--- Start Records ---

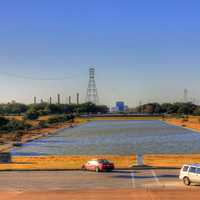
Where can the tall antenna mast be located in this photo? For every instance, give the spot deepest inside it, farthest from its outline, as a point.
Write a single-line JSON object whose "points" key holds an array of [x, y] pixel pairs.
{"points": [[92, 94], [185, 95]]}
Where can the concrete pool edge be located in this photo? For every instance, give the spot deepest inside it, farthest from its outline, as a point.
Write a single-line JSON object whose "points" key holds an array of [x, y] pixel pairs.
{"points": [[53, 163]]}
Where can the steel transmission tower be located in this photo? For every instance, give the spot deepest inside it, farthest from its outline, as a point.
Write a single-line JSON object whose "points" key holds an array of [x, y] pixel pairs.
{"points": [[185, 96], [92, 94]]}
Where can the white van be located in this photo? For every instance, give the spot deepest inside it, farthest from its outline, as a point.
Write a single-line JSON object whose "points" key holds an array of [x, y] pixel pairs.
{"points": [[190, 174]]}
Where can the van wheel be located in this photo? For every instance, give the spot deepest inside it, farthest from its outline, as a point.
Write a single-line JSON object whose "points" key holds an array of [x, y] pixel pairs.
{"points": [[186, 181], [97, 169]]}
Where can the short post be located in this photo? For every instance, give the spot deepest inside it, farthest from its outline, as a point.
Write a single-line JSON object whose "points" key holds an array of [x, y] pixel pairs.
{"points": [[5, 157], [139, 160]]}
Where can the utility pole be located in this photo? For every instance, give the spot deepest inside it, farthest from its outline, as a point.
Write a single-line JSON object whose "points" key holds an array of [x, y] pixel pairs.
{"points": [[58, 98], [35, 100], [70, 100], [77, 98], [185, 96], [92, 94]]}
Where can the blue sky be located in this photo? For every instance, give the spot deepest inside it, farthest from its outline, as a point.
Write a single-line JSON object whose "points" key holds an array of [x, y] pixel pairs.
{"points": [[142, 50]]}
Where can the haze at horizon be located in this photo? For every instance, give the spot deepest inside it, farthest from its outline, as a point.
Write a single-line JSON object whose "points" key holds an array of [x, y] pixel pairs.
{"points": [[141, 50]]}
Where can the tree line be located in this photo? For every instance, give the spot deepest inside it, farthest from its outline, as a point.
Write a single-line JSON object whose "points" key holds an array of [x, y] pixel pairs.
{"points": [[169, 108]]}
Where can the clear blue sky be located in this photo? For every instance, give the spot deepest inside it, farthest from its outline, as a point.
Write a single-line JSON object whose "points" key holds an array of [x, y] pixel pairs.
{"points": [[145, 50]]}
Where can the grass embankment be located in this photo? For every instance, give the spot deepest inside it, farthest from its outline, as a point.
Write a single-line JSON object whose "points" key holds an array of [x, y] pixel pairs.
{"points": [[192, 122], [170, 160], [63, 162]]}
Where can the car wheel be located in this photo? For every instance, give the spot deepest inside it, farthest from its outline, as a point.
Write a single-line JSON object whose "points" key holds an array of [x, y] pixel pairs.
{"points": [[97, 169], [186, 181]]}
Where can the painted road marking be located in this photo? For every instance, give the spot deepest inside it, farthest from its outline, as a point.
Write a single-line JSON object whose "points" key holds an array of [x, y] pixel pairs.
{"points": [[133, 179]]}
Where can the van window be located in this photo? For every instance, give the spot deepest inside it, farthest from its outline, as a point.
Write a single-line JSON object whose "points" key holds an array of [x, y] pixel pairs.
{"points": [[185, 168], [198, 170], [192, 169]]}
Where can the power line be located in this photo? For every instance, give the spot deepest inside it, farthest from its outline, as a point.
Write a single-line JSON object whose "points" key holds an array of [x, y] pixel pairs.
{"points": [[13, 75]]}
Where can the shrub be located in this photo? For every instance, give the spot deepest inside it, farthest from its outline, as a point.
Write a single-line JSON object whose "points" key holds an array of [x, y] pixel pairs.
{"points": [[43, 124], [3, 121], [60, 118], [15, 125]]}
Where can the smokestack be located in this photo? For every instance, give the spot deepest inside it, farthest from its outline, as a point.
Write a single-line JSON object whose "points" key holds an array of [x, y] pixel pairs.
{"points": [[58, 98], [35, 100]]}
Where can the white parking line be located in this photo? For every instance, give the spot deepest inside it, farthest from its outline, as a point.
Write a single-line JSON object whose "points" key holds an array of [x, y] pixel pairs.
{"points": [[155, 177], [133, 179]]}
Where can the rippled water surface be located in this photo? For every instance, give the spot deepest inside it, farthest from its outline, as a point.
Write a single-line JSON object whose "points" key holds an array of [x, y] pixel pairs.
{"points": [[115, 137]]}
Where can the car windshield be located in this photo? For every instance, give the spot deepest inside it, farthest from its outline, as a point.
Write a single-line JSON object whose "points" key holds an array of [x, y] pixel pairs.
{"points": [[104, 161]]}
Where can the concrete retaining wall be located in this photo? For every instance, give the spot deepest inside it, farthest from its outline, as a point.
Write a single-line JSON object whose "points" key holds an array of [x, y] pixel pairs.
{"points": [[5, 157]]}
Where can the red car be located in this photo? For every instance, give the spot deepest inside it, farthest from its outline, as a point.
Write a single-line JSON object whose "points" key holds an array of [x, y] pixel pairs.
{"points": [[98, 165]]}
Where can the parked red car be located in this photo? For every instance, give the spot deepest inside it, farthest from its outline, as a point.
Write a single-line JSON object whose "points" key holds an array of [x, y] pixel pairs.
{"points": [[98, 165]]}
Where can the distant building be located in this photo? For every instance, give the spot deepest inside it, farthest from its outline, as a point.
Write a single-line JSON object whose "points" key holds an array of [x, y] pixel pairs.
{"points": [[120, 106]]}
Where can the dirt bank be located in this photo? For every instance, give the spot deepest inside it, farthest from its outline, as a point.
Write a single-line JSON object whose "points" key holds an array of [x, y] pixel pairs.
{"points": [[118, 194], [192, 122], [62, 162]]}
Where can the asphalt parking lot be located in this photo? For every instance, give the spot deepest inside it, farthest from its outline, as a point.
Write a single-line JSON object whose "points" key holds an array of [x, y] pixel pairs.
{"points": [[72, 180]]}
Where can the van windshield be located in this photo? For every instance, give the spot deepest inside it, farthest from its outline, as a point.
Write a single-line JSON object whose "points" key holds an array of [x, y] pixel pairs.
{"points": [[185, 168]]}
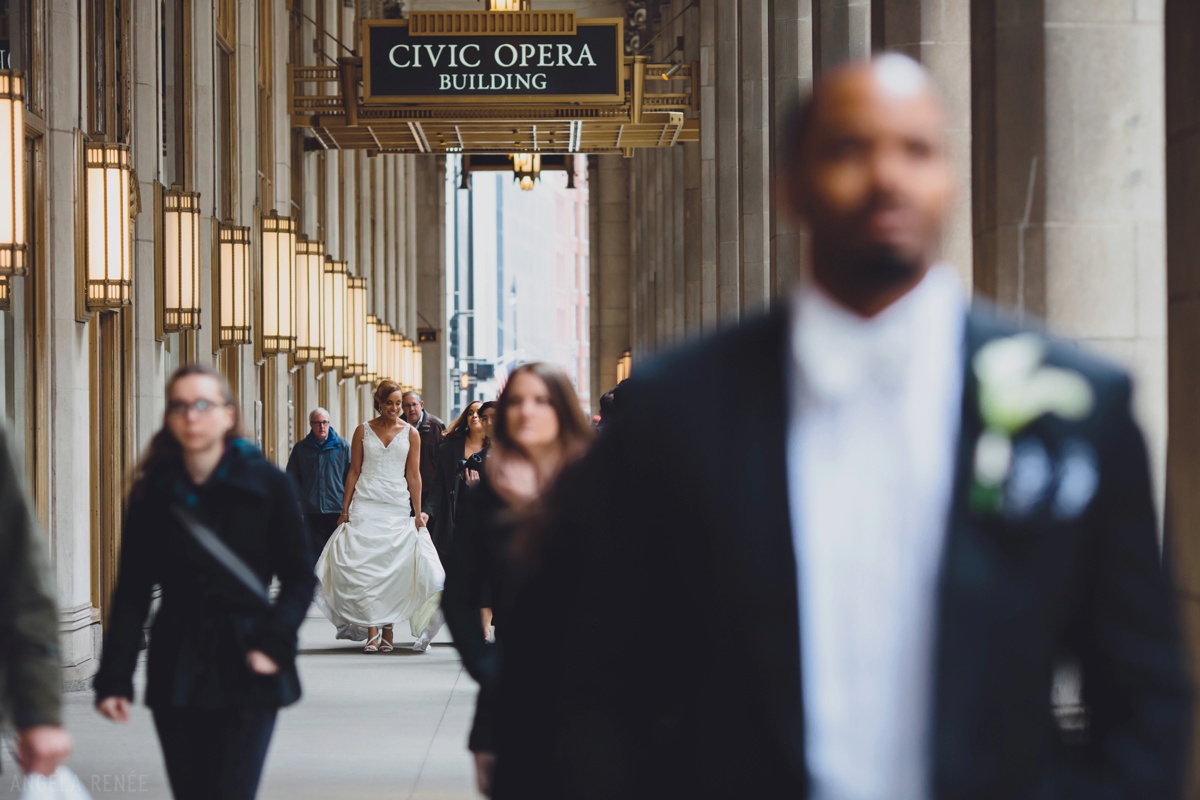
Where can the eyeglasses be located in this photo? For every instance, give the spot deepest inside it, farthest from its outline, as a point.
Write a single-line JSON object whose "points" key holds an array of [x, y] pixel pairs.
{"points": [[179, 408]]}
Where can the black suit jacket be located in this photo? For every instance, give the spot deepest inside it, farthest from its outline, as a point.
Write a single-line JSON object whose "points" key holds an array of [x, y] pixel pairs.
{"points": [[659, 654]]}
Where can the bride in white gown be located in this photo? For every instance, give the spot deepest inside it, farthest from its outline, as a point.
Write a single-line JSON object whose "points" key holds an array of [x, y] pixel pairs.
{"points": [[379, 567]]}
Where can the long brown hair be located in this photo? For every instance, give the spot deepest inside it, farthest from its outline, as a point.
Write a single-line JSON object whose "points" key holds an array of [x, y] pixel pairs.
{"points": [[163, 450], [574, 429], [574, 433]]}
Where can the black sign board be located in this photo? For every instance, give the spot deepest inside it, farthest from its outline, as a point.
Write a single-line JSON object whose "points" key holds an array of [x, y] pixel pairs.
{"points": [[586, 66]]}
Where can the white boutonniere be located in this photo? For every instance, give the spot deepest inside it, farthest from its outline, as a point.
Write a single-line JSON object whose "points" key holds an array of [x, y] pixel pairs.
{"points": [[1015, 389]]}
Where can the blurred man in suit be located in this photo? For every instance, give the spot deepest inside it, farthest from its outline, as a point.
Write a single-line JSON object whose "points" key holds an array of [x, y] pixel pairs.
{"points": [[933, 507]]}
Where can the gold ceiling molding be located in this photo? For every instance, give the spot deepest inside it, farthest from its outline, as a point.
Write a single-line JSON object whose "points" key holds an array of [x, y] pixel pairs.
{"points": [[503, 23]]}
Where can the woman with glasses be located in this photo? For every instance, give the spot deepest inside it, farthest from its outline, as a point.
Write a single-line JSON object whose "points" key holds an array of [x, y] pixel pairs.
{"points": [[211, 523], [381, 567]]}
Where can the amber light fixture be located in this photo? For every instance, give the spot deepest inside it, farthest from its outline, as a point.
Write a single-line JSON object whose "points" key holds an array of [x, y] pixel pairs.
{"points": [[397, 359], [372, 350], [109, 263], [357, 328], [310, 306], [12, 173], [180, 265], [336, 284], [624, 366], [279, 284], [526, 169], [233, 284]]}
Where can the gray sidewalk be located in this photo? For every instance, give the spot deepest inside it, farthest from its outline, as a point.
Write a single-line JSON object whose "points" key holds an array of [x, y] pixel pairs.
{"points": [[370, 726]]}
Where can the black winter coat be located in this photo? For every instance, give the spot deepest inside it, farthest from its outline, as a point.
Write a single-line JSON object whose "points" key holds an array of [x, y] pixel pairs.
{"points": [[443, 499], [208, 623]]}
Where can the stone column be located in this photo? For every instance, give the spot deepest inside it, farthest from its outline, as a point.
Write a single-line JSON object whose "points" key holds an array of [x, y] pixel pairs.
{"points": [[939, 35], [792, 58], [727, 112], [841, 30], [757, 203], [1073, 180], [610, 274], [431, 278], [70, 510], [1183, 318]]}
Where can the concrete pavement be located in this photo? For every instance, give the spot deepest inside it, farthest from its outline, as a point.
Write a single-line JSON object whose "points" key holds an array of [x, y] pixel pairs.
{"points": [[369, 727]]}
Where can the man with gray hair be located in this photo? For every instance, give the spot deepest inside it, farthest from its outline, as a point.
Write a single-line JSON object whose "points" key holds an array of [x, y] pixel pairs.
{"points": [[431, 429], [318, 465]]}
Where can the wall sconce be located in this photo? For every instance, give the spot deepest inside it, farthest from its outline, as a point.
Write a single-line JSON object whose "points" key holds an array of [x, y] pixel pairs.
{"points": [[335, 301], [383, 352], [526, 169], [310, 308], [624, 366], [357, 326], [233, 284], [397, 358], [12, 173], [279, 284], [179, 259], [406, 364], [107, 264], [372, 347]]}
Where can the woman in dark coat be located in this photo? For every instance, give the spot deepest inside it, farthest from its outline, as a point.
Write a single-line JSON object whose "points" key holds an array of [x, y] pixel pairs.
{"points": [[465, 438], [539, 429], [222, 656]]}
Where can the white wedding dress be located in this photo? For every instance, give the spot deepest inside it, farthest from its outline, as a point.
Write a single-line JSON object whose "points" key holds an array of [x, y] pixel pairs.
{"points": [[378, 567]]}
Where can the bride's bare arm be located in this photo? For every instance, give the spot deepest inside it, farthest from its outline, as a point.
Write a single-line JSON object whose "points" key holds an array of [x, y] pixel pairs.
{"points": [[413, 473], [352, 474]]}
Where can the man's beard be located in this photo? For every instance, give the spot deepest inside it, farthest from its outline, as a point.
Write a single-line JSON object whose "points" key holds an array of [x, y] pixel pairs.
{"points": [[885, 268]]}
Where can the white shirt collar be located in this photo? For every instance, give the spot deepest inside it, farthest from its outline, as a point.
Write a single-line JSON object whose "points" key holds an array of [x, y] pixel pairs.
{"points": [[839, 353]]}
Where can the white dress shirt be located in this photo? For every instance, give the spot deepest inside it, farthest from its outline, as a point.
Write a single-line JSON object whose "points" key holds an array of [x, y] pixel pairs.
{"points": [[873, 432]]}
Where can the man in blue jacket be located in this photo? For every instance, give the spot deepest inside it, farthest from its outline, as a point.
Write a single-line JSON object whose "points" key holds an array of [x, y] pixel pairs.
{"points": [[318, 465]]}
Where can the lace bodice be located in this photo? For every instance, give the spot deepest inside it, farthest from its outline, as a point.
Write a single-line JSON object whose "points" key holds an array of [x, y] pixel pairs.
{"points": [[383, 469]]}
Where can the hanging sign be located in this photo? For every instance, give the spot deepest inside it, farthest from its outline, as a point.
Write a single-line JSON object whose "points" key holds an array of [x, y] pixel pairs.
{"points": [[405, 67]]}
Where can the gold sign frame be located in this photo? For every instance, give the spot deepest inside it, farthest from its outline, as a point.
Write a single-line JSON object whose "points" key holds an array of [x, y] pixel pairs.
{"points": [[427, 101]]}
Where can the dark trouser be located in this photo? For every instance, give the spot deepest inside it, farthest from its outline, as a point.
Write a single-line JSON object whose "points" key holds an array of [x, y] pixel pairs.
{"points": [[321, 528], [214, 753]]}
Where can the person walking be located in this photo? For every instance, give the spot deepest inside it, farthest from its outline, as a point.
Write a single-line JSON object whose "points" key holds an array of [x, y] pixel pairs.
{"points": [[936, 504], [318, 465], [539, 428], [432, 431], [30, 675], [381, 566], [210, 522], [460, 459]]}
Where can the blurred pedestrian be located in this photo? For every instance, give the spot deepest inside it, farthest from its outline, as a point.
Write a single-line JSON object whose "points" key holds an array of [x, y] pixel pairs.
{"points": [[30, 675], [460, 461], [539, 429], [210, 522], [432, 431], [487, 416], [934, 504], [318, 464], [381, 566]]}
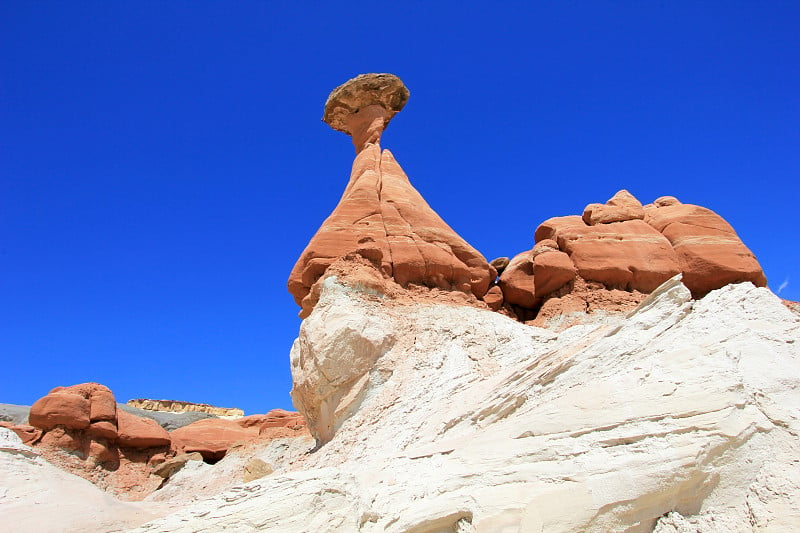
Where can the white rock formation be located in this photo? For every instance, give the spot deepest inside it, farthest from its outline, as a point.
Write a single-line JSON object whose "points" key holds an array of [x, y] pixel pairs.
{"points": [[37, 497], [684, 416]]}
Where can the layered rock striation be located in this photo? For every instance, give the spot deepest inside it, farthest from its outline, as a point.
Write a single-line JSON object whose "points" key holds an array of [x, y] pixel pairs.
{"points": [[81, 429], [175, 406], [623, 246], [682, 416], [381, 216]]}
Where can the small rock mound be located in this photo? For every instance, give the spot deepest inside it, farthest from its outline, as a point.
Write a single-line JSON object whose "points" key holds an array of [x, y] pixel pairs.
{"points": [[81, 429], [619, 251]]}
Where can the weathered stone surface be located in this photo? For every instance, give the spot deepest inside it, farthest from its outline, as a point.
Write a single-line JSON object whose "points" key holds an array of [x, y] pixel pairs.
{"points": [[621, 207], [551, 271], [346, 353], [211, 437], [63, 407], [102, 405], [416, 246], [16, 414], [471, 420], [28, 434], [138, 432], [280, 418], [380, 216], [256, 469], [175, 406], [500, 264], [167, 420], [709, 251], [173, 464], [38, 496], [516, 281], [547, 245], [104, 429], [494, 298], [629, 255], [363, 106]]}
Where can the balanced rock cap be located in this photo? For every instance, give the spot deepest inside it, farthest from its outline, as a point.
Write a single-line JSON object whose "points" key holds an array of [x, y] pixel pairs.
{"points": [[363, 106]]}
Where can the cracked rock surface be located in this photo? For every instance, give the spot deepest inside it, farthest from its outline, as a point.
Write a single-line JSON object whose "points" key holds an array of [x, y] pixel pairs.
{"points": [[682, 416]]}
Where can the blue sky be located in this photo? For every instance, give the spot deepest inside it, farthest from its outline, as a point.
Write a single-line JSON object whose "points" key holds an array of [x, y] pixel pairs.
{"points": [[163, 164]]}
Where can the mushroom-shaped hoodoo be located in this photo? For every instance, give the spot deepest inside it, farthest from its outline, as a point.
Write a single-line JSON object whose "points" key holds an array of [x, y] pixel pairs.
{"points": [[363, 106]]}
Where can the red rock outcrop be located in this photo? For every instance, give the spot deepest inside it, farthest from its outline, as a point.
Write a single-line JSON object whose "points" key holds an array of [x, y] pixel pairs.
{"points": [[516, 281], [213, 437], [381, 216], [709, 251], [80, 429], [621, 207], [111, 448], [628, 255], [618, 251], [552, 268], [176, 406]]}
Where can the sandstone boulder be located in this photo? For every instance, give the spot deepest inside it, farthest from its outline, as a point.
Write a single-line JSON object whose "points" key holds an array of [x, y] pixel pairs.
{"points": [[494, 298], [551, 271], [516, 281], [708, 249], [138, 432], [16, 414], [383, 218], [473, 422], [173, 464], [167, 420], [629, 255], [500, 264], [211, 437], [60, 408], [363, 106], [621, 207], [256, 468], [28, 434]]}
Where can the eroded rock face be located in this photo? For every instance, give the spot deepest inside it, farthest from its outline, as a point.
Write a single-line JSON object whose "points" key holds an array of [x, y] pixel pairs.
{"points": [[628, 255], [363, 106], [473, 421], [382, 218], [330, 366], [709, 251], [80, 429], [213, 437], [621, 207]]}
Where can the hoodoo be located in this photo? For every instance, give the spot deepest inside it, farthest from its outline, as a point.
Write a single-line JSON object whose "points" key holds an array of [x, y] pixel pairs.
{"points": [[381, 217]]}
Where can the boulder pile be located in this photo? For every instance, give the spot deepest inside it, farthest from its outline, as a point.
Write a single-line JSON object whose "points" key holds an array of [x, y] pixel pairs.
{"points": [[81, 429], [624, 246]]}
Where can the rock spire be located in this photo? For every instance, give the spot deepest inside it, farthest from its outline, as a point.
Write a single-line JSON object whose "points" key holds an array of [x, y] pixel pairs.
{"points": [[381, 217]]}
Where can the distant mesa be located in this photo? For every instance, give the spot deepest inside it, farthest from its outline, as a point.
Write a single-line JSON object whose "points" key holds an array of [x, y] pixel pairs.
{"points": [[175, 406], [81, 429], [381, 218]]}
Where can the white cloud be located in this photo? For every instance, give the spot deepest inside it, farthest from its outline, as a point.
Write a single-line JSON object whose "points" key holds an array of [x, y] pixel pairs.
{"points": [[783, 285]]}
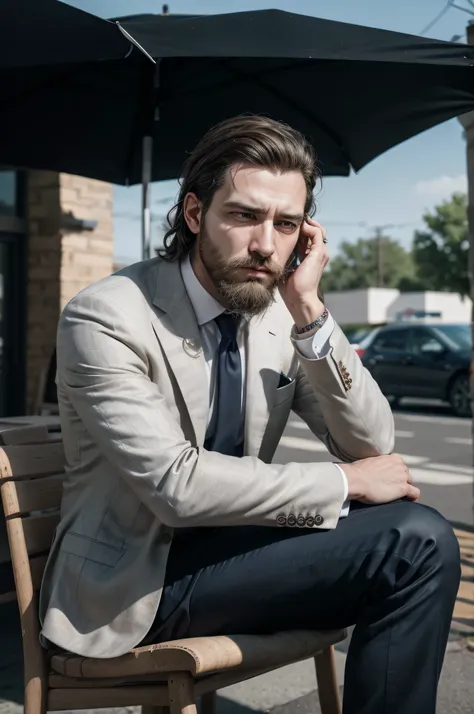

--- End Records ---

Aim of the exercise: Pick out every line in the material above that contains the string "wheel", and copy each one in full.

Answer to the task:
Where can the van wheel be located in this photo? For every instance, give the spot deepest inside it, farthest from its outline, as a point.
Where can the car wheel be located in this photo? For every instance, give the spot deepest inside it, farthest from its outline, as a point.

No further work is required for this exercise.